What the task asks ▸ Copy the stretch of rows from the first one through the line containing "[[259, 169], [287, 172], [260, 201]]", replacing every "marker" with "point" and leaving everything else unchanged.

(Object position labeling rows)
= = = = =

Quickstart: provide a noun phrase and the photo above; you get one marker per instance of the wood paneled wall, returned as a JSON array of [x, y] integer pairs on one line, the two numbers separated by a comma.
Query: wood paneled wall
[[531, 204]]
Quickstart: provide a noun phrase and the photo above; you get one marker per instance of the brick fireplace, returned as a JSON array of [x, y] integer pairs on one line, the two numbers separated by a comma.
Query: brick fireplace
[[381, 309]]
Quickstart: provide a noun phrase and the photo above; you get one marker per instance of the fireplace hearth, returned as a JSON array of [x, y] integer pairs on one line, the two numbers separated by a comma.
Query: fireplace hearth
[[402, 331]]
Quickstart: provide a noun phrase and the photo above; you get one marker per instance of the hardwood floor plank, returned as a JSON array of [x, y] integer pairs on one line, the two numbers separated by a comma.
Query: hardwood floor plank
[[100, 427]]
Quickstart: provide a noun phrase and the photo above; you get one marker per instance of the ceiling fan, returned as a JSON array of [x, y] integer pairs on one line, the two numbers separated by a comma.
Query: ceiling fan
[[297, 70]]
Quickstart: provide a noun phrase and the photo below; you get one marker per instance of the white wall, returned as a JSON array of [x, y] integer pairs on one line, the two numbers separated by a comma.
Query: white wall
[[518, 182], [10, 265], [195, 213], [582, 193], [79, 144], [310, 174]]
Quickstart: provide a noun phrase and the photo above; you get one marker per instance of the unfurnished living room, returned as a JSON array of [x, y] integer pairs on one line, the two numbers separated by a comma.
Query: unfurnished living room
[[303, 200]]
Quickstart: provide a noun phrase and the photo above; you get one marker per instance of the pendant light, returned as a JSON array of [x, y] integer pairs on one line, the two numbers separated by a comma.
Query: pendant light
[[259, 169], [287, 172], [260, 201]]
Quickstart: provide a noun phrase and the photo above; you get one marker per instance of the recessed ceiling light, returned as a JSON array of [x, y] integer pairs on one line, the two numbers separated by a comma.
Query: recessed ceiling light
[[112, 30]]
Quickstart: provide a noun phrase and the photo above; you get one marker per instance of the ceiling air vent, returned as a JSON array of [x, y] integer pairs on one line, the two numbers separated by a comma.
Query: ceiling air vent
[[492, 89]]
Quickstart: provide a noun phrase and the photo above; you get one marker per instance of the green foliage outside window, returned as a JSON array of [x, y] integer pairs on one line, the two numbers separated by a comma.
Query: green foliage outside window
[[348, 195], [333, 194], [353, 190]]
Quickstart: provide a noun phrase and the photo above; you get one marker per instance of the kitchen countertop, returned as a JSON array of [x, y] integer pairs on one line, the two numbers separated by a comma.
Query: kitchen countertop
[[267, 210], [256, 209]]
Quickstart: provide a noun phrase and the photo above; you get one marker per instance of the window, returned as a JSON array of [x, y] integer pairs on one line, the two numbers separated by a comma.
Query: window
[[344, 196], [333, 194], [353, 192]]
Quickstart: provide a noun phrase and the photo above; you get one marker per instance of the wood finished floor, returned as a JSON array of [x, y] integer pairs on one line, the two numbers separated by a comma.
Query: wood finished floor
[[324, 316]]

= = = = =

Task result ▸
Quickstart: provide a noun phrase and the photo above; you get one point per instance of the wood paneled wall, returned as a JSON array of [x, y] integer pairs on one line, the two numbers separated by a comma.
Query: wood paneled wall
[[531, 204]]
Quickstart: provide a noun phrase and the photo above; you get one point per instance of the brick fireplace, returned as a JSON array of [x, y] integer pairs on one line, the two numbers separated by a comma.
Query: brick fireplace
[[381, 309]]
Quickstart: provide a noun phrase and the photo above; you get one point per instance of the fireplace hearth, returned as a JSON array of [x, y] integer pairs on one line, the two numbers separated by a comma.
Query: fireplace hearth
[[402, 331]]
Quickstart: provide a noun phrase and the photo above; you get one point per instance of the hardwood floor plank, returned as a JSON array of [x, y] integer pairs on one line, the two numbers separated by a comma.
Query: hardwood floor plank
[[100, 427]]
Quickstart: provide a noun phrase and the photo above; you get one point per instance of the ceiling fan, returned as a JSON array of [x, y] integer pairs on one line, the two numbers separated by a comma.
Query: ceiling fan
[[297, 70]]
Quickstart: provide a noun phrase and the photo below; you get one point per instance of the white wall, returned as a JSON array of [x, y] integer pairs on one line, the two numbers separated by a comma.
Query: white wall
[[518, 182], [10, 265], [195, 213], [582, 193], [79, 144], [310, 174]]
Quickstart: provide a noun phrase and the photo above; you get one point per instance of the unfurnished living room, returned as a JSON array of [x, y] integer pairs on one line, the two numbers separated by a comma.
Query: unfurnished living room
[[303, 200]]
Quickstart: provide a noun phrase and the photo above; you get one point per instance of the pendant light, returned as a JSON array of [x, y] integer pairs on one line, the two numbers separated by a comma.
Query: pendant light
[[259, 169], [287, 172], [260, 201]]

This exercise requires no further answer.